• Written tasks
a - According to the article on ENISA's NIS2 guidance, on what date did ENISA announce its technical implementation guide?
b - From the article on ENISA's NIS2 guidance, return the passage that begins with the words containing "The implementing regulation" and ends with "have to comply.".
c - Carry the article on ENISA's NIS2 guidance further, starting after its last sentence.

• Text passage
····················

ENISA NIS2 guidance pushes European cyber compliance toward a more operational model
ENISA has published technical implementation guidance for the NIS2 Implementing Regulation, giving digital infrastructure and managed service providers a more practical map for turning legal obligations into concrete security measures.
Summary
ENISA has published technical guidance to support implementation of the NIS2 Implementing Regulation for digital infrastructure and ICT service management sectors. The document is designed to help in-scope organisations translate high-level obligations into practical security measures across areas such as incident handling, business continuity, supply-chain security, cyber hygiene, access control, asset management, cryptography, and effectiveness testing.
What happened
On 26 June 2025, ENISA announced a technical implementation guide intended to support organisations covered by the NIS2 Implementing Regulation. The guidance was developed with the NIS Cooperation Group and the European Commission, with additional feedback gathered through an open consultation with the private sector.
The implementing regulation further elaborates NIS2 cybersecurity requirements for digital infrastructure and ICT service management sectors at EU level. ENISA’s new publication is meant to make those requirements more usable in practice for the entities that have to comply.
Key details
The guidance covers a wide range of control areas, including:
- security policy for network and information systems
- risk management policy
- incident handling
- business continuity and crisis management
- supply-chain security
- secure acquisition, development, and maintenance of network and information systems
- assessment of the effectiveness of cybersecurity risk-management measures
- basic cyber hygiene and security training
- cryptography
- human resources security
- access control
- asset management
- environmental and physical security
ENISA says the guidance is relevant to organisations such as DNS providers, TLD registries, cloud computing providers, data-centre providers, content delivery networks, managed service providers, managed security service providers, online marketplaces, search engines, social networking platforms, and trust service providers.
The agency also published linked guidance mapping NIS2 obligations to cybersecurity roles and responsibilities using the European Cybersecurity Skills Framework.

····················

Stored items

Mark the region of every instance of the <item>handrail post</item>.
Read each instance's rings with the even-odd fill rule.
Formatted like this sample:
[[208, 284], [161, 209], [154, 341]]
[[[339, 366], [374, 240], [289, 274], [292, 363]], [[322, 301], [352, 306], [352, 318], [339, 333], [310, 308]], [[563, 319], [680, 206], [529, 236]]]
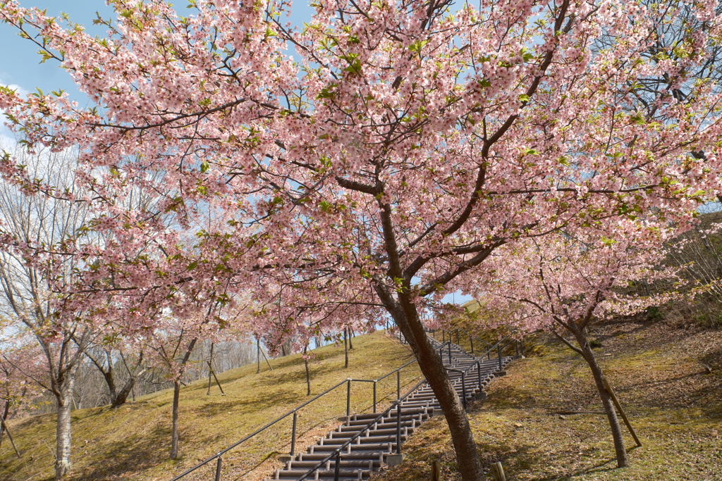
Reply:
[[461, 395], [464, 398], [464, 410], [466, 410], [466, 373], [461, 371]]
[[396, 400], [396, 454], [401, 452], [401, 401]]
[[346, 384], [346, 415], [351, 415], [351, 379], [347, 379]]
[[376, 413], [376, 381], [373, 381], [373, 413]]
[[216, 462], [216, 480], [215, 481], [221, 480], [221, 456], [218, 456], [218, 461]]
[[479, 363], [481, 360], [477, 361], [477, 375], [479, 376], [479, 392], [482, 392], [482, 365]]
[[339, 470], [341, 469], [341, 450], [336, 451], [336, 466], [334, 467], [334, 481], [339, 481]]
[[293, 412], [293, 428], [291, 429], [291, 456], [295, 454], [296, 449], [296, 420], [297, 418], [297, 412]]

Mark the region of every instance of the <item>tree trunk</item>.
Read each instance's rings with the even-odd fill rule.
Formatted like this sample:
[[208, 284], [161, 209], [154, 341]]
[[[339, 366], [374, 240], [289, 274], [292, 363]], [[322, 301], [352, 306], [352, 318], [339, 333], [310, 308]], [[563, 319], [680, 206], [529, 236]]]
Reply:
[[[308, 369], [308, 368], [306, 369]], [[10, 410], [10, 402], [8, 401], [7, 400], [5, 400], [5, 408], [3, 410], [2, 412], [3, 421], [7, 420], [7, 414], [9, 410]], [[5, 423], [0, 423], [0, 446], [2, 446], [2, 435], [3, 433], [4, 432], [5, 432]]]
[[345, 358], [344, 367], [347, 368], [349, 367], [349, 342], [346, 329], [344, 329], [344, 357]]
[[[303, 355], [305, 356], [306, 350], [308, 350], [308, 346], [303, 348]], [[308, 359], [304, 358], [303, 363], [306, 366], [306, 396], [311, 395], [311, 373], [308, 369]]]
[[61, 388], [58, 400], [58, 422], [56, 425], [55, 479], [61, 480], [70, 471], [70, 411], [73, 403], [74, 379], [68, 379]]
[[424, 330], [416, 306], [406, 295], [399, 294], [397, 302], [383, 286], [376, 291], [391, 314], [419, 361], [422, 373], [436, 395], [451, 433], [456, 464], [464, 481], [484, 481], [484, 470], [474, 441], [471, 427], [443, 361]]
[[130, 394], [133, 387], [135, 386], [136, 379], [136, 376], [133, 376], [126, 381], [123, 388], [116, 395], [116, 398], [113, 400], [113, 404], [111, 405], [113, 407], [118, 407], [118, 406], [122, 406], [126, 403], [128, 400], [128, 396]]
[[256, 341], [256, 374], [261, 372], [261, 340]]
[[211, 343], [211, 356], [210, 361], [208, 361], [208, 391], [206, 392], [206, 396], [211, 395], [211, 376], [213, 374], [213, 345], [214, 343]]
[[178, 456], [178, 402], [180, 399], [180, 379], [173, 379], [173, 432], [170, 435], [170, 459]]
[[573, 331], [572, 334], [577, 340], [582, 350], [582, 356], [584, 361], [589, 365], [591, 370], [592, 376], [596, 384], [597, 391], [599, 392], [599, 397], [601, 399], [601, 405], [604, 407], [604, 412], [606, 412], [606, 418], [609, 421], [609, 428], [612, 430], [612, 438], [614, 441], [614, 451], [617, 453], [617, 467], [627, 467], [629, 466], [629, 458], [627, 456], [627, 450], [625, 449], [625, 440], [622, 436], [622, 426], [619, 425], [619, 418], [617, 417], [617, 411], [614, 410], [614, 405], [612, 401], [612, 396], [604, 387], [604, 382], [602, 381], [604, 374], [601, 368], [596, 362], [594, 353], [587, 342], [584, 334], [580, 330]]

····················

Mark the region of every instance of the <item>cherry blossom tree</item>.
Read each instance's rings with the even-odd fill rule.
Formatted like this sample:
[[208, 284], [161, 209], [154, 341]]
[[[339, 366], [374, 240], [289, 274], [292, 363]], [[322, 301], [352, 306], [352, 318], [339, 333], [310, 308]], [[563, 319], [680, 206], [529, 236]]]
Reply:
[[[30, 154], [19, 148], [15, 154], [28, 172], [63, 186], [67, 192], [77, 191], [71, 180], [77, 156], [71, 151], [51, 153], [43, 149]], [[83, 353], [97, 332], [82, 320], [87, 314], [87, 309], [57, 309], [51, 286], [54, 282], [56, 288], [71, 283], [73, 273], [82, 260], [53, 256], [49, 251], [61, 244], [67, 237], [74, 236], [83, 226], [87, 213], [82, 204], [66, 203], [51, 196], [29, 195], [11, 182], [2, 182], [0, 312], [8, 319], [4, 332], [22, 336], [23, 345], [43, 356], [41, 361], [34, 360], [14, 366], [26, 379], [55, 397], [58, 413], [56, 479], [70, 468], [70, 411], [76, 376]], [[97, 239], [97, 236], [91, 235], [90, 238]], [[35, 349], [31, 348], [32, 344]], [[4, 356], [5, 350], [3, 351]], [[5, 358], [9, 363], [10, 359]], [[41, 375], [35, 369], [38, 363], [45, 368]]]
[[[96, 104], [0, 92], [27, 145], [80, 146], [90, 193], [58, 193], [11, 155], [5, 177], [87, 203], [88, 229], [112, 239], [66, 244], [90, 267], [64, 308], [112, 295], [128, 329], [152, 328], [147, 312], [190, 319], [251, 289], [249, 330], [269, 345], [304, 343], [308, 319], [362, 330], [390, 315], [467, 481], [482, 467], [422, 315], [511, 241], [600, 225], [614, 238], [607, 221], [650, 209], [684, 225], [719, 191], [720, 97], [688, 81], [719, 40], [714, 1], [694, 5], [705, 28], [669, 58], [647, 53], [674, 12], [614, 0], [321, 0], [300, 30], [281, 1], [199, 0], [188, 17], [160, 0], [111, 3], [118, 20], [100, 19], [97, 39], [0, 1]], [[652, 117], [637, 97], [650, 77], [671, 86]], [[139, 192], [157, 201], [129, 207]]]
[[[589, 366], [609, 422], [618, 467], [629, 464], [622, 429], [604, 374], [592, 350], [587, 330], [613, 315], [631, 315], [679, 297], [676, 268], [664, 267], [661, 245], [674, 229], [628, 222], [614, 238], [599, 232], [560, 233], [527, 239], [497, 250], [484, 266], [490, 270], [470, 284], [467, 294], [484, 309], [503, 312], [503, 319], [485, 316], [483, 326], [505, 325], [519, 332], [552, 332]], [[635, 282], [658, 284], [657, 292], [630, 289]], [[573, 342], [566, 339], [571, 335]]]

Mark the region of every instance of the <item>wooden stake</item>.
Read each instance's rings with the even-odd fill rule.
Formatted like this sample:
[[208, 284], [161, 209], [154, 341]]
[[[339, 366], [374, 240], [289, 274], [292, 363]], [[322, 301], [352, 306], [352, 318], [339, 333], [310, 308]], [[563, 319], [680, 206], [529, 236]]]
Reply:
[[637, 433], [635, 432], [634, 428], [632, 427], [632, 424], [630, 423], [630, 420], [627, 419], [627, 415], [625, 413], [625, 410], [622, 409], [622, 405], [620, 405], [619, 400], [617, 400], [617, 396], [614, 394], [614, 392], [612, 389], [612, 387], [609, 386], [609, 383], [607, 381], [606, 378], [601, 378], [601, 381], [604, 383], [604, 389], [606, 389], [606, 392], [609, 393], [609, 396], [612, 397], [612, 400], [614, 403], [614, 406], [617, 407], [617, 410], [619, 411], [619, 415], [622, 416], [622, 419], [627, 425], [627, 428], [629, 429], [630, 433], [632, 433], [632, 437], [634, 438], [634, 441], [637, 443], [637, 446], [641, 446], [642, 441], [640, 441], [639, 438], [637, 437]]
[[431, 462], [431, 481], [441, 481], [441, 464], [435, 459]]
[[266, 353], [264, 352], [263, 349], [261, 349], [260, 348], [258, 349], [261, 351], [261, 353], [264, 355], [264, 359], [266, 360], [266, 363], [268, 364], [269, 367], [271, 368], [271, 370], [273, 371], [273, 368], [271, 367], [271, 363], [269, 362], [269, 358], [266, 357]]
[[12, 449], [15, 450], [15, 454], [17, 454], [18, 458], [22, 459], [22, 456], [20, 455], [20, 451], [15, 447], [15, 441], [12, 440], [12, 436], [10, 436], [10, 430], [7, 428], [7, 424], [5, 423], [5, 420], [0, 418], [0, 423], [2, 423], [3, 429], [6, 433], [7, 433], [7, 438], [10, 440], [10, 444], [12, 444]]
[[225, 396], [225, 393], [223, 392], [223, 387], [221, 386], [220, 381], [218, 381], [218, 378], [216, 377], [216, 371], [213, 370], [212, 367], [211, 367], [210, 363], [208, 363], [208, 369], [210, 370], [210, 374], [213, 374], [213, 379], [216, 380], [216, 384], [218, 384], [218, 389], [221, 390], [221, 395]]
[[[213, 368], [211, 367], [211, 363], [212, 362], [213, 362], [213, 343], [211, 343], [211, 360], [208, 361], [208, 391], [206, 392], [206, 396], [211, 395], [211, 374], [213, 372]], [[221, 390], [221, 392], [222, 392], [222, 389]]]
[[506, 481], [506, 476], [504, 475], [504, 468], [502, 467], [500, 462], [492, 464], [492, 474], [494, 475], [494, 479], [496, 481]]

····················

• Per-task outputs
a - 26 June 2025

b -
The implementing regulation further elaborates NIS2 cybersecurity requirements for digital infrastructure and ICT service management sectors at EU level. ENISA’s new publication is meant to make those requirements more usable in practice for the entities that have to comply.

c -
Why it matters
This matters because one of the persistent problems with cyber regulation is the gap between legal obligation and operational implementation. Organisations can understand that NIS2 applies to them while still struggling to turn the framework into concrete controls, ownership structures, and engineering practice.
ENISA’s guidance is an attempt to narrow that gap. It pushes NIS2 away from being treated only as a compliance text and toward being treated as an operating model for how critical and digital service providers should structure cyber risk management.
Assessment
The key value here is practical alignment. NIS2 has always been more consequential than a paperwork exercise, but implementation quality will vary widely unless organisations have usable guidance that connects policy, technical controls, and workforce roles.
This guidance does not replace national authorities, and ENISA is explicit that it is not legally binding. But it does strengthen the compliance baseline by giving both companies and regulators a more concrete reference point. Over time, that can make NIS2 enforcement less abstract and more operationally demanding.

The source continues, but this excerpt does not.